- **TASK REQUIREMENTS**: Transcribe the listing exactly, so that nothing but the pictures is missing.

- **DATASET CONTENT**:
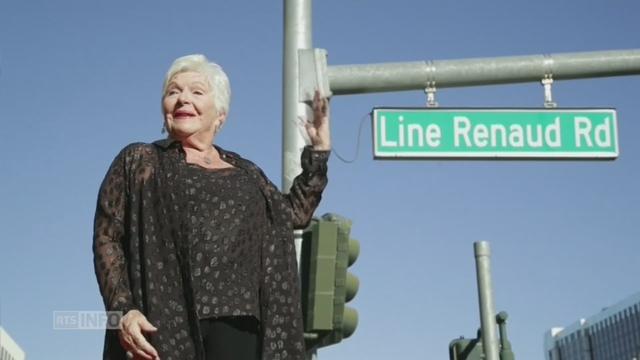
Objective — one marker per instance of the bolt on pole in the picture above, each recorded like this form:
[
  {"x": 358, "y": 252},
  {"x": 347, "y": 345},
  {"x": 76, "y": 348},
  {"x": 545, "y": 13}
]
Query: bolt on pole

- **ANSWER FOR THIS EXERCISE**:
Objective — one marker per instance of the bolt on pole in the picture above, each recorded like this form:
[
  {"x": 358, "y": 252},
  {"x": 347, "y": 345},
  {"x": 76, "y": 348},
  {"x": 545, "y": 13}
]
Query: bolt on pole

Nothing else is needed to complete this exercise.